(Ítems extraídos)
>>>>

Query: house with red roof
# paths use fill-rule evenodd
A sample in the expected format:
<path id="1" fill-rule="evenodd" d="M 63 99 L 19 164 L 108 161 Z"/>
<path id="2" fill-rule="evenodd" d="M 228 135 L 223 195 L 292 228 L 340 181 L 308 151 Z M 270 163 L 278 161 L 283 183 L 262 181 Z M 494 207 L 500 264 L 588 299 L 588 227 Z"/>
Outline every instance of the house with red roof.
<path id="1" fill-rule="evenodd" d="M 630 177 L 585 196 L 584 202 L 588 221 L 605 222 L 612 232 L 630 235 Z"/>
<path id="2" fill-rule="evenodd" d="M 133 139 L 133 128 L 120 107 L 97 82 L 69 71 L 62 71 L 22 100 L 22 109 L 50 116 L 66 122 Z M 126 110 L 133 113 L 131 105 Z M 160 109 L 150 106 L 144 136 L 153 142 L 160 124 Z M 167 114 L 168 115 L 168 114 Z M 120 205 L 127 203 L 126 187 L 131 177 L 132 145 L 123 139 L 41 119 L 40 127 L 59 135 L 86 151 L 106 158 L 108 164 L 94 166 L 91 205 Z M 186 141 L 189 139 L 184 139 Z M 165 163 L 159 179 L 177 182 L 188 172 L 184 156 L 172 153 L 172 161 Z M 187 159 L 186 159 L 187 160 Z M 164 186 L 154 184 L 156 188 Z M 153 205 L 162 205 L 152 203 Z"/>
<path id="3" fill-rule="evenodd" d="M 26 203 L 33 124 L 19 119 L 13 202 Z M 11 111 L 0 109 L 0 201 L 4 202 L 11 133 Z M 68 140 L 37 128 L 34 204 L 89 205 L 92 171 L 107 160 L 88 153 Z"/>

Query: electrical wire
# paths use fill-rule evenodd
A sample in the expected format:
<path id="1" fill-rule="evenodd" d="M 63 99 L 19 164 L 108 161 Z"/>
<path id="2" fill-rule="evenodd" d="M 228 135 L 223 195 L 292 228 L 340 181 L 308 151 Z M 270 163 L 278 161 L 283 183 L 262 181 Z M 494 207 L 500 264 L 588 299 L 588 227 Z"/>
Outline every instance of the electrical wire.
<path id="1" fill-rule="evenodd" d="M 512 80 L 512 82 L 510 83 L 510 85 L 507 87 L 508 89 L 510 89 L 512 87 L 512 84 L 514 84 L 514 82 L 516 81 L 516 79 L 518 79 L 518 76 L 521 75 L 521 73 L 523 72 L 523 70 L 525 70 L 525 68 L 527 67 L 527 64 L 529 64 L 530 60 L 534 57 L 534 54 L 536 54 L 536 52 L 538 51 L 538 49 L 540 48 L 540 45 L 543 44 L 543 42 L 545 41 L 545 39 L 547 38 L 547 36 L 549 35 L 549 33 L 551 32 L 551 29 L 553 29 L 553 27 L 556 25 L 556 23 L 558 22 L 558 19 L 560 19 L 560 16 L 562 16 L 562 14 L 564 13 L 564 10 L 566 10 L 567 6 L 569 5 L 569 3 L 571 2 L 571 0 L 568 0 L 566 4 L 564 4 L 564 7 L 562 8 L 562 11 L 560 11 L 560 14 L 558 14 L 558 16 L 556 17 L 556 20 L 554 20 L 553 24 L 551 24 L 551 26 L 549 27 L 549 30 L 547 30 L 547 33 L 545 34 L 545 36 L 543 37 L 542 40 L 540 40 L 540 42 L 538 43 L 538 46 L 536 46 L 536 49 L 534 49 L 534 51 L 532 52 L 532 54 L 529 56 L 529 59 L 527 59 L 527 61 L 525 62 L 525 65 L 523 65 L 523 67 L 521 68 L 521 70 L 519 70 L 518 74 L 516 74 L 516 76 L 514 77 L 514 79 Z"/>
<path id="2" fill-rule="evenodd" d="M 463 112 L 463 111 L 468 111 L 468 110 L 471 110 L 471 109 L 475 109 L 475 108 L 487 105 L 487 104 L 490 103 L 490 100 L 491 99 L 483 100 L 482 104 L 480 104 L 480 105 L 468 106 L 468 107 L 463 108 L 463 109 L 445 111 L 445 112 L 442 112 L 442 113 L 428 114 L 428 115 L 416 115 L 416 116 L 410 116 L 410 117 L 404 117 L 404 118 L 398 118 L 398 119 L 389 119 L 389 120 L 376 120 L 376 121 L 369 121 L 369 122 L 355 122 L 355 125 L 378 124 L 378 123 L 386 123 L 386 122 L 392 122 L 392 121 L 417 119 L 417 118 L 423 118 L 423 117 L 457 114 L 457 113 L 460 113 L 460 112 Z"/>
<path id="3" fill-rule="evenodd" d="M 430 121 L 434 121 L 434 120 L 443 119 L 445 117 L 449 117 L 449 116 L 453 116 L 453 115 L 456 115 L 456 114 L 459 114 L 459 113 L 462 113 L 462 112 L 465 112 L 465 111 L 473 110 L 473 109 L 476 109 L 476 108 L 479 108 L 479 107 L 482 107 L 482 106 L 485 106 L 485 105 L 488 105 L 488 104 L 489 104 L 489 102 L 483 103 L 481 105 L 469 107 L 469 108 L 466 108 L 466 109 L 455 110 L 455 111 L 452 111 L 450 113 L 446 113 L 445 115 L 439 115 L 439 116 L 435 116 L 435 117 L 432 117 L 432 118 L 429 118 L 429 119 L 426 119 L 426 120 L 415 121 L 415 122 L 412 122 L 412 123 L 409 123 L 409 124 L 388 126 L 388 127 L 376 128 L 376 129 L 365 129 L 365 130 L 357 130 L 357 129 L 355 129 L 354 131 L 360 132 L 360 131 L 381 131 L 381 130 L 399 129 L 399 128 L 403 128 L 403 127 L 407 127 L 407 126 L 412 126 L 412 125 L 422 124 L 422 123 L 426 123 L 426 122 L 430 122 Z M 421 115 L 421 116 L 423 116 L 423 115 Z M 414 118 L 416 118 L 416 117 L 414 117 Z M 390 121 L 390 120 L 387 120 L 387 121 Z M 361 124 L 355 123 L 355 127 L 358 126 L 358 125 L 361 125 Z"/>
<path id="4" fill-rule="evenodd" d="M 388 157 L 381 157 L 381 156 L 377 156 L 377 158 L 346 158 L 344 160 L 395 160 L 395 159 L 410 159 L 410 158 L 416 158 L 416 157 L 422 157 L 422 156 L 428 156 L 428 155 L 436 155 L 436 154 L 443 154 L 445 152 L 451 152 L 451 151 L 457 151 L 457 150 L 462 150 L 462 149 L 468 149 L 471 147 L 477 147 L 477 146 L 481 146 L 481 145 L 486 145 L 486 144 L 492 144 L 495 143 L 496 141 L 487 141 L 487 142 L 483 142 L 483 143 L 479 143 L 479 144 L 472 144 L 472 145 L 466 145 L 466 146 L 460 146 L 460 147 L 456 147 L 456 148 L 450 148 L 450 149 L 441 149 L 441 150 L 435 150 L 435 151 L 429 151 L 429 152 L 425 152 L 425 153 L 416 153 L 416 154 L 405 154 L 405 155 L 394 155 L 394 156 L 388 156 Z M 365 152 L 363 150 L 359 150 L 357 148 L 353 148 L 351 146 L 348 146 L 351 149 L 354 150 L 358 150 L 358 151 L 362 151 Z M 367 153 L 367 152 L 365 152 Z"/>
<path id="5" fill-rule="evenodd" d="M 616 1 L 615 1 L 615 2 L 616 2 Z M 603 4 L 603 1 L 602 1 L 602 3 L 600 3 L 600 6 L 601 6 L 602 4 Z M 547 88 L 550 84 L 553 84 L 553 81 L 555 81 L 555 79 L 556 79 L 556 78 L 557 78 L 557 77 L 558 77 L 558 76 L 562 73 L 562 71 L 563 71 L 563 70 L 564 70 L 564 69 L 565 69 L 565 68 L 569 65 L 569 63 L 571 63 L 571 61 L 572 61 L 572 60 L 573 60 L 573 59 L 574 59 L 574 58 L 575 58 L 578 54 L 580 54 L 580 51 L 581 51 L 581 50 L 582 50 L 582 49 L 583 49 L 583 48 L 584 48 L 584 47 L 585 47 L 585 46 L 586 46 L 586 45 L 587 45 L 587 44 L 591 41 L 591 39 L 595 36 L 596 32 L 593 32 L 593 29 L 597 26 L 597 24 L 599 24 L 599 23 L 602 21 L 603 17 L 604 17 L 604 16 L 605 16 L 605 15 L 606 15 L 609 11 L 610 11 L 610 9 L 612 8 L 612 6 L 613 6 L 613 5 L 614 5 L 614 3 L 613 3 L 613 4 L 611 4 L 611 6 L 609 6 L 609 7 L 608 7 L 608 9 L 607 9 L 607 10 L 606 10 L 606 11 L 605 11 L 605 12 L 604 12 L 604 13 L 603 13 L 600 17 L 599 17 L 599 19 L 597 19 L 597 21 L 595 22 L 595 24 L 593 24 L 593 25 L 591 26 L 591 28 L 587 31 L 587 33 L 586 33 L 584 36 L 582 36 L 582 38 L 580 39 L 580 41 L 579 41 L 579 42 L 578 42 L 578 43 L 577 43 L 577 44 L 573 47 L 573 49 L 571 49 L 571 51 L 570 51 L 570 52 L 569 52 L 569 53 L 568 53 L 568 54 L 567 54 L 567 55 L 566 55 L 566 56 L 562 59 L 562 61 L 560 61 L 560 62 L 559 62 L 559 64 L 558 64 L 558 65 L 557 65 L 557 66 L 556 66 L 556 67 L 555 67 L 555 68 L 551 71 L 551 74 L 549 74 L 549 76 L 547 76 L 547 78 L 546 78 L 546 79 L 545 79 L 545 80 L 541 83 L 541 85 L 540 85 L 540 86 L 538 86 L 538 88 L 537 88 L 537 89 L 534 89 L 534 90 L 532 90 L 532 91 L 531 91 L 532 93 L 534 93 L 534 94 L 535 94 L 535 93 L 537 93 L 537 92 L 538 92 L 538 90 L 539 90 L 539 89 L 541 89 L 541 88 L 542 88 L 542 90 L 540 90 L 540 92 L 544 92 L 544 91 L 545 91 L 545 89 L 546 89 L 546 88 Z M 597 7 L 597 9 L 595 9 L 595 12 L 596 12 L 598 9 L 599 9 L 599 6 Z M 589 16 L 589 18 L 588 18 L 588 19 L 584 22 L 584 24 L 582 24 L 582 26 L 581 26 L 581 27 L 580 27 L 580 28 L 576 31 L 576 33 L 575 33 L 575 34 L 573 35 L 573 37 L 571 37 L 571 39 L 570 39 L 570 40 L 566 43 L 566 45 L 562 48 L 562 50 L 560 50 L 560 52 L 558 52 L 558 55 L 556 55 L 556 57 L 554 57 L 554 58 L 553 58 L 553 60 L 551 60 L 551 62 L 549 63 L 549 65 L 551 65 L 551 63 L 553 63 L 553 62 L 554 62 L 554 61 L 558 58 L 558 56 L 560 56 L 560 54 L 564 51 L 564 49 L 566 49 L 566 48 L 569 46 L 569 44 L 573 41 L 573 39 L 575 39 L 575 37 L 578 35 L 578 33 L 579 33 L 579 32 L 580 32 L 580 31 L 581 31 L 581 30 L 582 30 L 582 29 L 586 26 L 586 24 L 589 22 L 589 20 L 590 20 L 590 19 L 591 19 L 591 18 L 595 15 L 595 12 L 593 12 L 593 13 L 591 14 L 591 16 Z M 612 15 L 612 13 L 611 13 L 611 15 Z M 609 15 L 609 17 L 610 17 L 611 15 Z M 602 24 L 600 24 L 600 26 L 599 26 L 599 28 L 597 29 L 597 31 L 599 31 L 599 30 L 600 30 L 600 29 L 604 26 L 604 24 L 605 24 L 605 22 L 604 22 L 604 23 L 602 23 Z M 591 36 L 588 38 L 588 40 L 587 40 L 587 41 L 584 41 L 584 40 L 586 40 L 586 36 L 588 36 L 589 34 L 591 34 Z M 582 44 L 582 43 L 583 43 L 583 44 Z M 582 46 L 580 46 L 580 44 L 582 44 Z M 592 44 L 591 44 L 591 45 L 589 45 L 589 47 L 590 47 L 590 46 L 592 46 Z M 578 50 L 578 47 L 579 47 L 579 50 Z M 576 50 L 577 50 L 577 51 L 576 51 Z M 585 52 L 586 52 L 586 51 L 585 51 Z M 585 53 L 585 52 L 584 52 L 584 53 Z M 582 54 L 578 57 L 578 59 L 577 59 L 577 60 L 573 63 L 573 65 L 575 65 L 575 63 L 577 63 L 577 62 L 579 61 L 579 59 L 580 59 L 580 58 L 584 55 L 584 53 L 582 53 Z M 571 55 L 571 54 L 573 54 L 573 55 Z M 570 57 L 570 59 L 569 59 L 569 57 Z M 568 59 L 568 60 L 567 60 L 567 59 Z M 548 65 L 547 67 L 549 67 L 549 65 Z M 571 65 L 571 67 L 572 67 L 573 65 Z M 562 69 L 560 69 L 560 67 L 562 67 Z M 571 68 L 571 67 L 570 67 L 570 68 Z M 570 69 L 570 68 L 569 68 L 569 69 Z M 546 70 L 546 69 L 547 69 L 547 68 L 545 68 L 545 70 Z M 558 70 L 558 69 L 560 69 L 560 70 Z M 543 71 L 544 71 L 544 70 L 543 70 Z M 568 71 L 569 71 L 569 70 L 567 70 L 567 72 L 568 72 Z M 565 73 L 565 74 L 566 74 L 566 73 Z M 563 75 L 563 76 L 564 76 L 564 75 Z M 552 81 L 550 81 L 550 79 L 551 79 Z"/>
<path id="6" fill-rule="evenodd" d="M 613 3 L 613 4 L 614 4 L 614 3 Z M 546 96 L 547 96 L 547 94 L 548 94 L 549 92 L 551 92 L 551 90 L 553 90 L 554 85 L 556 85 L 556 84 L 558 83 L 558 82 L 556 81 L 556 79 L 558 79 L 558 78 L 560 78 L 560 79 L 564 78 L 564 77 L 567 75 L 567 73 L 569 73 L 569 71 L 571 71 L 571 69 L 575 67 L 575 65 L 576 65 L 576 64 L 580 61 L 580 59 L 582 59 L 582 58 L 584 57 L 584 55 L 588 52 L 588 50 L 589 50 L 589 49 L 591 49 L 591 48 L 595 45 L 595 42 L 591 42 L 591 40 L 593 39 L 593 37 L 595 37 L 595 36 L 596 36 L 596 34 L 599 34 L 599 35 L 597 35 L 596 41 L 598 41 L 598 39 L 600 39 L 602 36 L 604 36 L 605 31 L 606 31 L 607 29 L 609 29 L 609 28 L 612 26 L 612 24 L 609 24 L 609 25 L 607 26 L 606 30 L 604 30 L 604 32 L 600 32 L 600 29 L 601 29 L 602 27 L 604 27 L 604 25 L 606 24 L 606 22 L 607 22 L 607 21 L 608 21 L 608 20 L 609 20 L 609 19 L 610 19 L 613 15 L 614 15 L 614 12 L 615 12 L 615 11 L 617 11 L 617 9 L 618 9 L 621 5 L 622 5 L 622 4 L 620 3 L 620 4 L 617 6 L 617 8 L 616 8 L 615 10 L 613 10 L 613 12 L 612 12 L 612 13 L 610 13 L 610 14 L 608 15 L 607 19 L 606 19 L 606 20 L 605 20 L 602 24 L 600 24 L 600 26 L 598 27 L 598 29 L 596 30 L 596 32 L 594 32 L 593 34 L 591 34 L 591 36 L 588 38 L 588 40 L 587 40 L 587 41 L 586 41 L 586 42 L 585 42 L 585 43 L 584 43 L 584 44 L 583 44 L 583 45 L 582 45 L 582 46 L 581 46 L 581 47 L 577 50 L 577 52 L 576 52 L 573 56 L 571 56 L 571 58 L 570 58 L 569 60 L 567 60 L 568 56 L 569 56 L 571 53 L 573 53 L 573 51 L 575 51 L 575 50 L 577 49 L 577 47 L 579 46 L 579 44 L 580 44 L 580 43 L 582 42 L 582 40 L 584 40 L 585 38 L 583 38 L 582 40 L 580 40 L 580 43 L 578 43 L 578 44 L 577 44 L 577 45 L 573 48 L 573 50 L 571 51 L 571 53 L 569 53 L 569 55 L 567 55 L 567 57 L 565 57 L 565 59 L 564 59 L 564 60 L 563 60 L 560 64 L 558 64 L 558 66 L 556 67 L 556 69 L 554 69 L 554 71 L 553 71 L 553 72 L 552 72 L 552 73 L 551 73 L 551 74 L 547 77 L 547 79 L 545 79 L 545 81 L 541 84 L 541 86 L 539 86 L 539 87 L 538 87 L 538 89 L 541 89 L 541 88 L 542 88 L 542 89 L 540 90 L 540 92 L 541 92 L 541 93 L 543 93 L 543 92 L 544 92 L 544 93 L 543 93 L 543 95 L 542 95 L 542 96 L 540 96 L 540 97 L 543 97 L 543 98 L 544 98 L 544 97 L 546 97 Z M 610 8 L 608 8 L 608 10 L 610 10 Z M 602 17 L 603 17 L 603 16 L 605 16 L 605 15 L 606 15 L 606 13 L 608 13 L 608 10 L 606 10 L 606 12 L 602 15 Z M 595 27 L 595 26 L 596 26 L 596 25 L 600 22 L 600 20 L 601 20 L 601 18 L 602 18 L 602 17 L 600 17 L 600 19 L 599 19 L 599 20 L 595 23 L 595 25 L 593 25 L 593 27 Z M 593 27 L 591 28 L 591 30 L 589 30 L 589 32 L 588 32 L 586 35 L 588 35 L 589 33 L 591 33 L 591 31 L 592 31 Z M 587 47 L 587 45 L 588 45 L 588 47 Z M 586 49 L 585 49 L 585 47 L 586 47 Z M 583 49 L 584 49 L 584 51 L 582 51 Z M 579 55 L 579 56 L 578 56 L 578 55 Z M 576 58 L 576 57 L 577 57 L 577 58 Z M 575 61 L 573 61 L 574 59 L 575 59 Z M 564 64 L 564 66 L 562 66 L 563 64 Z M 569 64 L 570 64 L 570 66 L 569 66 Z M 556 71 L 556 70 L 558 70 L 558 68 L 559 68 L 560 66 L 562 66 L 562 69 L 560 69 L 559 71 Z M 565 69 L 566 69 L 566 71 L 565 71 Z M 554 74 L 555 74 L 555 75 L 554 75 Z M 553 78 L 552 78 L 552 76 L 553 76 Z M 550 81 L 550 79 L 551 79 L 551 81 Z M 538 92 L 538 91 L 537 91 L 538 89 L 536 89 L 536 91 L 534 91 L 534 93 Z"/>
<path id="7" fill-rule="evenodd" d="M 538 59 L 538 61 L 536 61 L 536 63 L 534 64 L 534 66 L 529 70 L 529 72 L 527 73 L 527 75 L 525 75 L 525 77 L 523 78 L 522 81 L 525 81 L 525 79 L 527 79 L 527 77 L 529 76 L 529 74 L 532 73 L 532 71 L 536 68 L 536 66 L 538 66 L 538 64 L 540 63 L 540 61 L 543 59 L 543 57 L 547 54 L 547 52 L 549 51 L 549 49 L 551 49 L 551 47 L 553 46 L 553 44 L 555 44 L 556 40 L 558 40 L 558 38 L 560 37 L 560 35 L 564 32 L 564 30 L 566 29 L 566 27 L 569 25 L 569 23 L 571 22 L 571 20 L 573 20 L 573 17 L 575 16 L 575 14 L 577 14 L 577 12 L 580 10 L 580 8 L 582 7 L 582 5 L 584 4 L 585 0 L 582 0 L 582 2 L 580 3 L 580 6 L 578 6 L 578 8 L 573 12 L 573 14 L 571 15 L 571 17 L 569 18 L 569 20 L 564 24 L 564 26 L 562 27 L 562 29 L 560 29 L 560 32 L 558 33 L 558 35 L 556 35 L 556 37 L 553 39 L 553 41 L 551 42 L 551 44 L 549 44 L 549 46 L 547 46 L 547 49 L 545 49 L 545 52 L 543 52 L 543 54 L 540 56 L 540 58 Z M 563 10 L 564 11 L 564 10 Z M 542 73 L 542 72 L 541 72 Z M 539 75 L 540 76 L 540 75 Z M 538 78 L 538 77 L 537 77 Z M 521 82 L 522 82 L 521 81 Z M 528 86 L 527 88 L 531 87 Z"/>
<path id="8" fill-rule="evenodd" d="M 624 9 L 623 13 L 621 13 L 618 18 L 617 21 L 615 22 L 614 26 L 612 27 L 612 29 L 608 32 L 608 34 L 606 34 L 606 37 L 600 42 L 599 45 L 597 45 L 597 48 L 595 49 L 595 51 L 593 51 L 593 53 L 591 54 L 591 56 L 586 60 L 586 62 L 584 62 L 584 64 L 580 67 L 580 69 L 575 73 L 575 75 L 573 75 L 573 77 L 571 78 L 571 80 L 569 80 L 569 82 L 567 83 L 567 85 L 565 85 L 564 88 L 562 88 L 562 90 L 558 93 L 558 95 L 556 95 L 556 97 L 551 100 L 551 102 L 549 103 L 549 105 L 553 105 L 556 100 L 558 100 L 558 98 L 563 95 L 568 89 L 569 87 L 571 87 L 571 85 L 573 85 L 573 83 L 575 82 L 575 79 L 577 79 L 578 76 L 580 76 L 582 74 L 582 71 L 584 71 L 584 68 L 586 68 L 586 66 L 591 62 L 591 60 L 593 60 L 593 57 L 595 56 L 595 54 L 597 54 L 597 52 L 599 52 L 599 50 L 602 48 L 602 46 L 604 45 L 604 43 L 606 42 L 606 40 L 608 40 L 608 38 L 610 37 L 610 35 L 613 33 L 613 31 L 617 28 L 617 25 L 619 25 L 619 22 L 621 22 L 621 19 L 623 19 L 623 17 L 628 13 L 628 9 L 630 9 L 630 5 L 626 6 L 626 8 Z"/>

<<<<

- [LO QUE SE PIDE]:
Renombra "electrical wire" como "power cable" desde la línea que contiene "Query: electrical wire" hasta la que contiene "Outline every instance of the electrical", ambas incluidas. Devuelve solo esas líneas, sin ningún otro cambio.

- [TAREA TERMINADA]:
Query: power cable
# paths use fill-rule evenodd
A sample in the expected format:
<path id="1" fill-rule="evenodd" d="M 63 99 L 19 164 L 108 161 Z"/>
<path id="2" fill-rule="evenodd" d="M 228 135 L 223 195 L 292 228 L 340 181 L 308 151 Z M 270 163 L 278 161 L 283 183 L 262 181 Z M 494 207 L 500 264 L 588 299 L 588 227 Z"/>
Outline every instance of the power cable.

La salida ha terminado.